(Collected data)
● ● ● ● ●

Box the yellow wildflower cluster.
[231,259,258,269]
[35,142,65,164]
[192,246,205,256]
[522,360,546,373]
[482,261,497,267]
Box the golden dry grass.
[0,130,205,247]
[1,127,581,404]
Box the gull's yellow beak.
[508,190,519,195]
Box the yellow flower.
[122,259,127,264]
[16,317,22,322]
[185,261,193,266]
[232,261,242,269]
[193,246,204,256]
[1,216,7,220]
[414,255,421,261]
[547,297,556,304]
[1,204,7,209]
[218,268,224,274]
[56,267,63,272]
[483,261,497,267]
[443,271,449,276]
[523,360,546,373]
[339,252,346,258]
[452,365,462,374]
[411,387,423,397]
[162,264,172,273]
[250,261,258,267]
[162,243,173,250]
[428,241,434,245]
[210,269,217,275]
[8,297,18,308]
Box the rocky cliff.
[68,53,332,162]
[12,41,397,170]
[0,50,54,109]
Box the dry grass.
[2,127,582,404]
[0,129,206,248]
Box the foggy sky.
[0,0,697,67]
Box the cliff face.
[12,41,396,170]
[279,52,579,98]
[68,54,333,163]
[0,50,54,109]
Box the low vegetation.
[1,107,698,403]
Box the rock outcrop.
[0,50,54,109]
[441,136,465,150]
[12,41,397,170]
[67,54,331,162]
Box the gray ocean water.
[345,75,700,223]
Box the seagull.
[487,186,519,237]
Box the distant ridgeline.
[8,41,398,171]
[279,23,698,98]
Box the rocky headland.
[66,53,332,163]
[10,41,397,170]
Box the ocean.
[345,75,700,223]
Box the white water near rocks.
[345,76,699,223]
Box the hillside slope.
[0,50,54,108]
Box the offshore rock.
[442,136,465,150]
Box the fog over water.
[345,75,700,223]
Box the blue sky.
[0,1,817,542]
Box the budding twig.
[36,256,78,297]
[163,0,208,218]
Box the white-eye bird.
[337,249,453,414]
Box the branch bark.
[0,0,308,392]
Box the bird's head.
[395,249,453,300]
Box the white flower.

● ● ● ● ●

### WHAT IS EXPECTED
All of the lines above should be returned exactly as written.

### RESULT FOR THIS TASK
Box the yellow wildflower cluster.
[231,259,258,269]
[35,142,65,164]
[192,246,205,256]
[522,360,546,373]
[482,261,497,267]
Box the golden dry grass.
[0,130,205,247]
[1,127,581,404]
Box the gull's yellow beak.
[508,190,519,195]
Box the yellow flower.
[122,259,127,264]
[16,317,22,322]
[185,261,193,266]
[232,261,242,269]
[193,246,204,256]
[1,216,7,220]
[414,255,421,261]
[547,297,556,304]
[1,204,7,209]
[218,268,224,274]
[56,267,63,272]
[483,261,497,267]
[443,271,449,276]
[523,360,546,373]
[339,252,346,258]
[452,365,462,374]
[411,387,423,397]
[162,264,172,273]
[250,261,258,267]
[162,243,173,250]
[428,241,434,245]
[210,269,217,275]
[8,297,18,308]
Box the rocky cliff.
[68,53,332,162]
[12,41,397,170]
[0,50,54,109]
Box the dry grass.
[2,127,582,404]
[0,129,206,248]
Box the foggy sky.
[0,0,697,67]
Box the cliff face.
[12,41,396,170]
[279,52,579,98]
[68,54,333,163]
[0,50,54,109]
Box the low vegetation.
[1,107,698,403]
Box the rock outcrop.
[0,50,54,109]
[441,136,465,150]
[12,41,397,170]
[67,54,331,162]
Box the gray ocean water.
[345,75,700,223]
Box the seagull.
[487,186,519,237]
Box the distant ridgeline.
[8,41,398,171]
[279,23,698,98]
Box the rocky headland.
[66,53,332,163]
[10,41,397,170]
Box the ocean.
[345,75,700,223]
Box the white water near rocks.
[345,76,699,223]
Box the hillside slope.
[0,50,54,108]
Box the offshore rock.
[442,136,465,150]
Box the fog over water.
[345,75,700,223]
Box the blue sky.
[0,1,817,542]
Box the budding twig.
[36,256,78,297]
[163,0,208,218]
Box the white-eye bird.
[337,249,453,414]
Box the branch bark.
[0,0,308,392]
Box the bird's head.
[395,249,453,300]
Box the white flower.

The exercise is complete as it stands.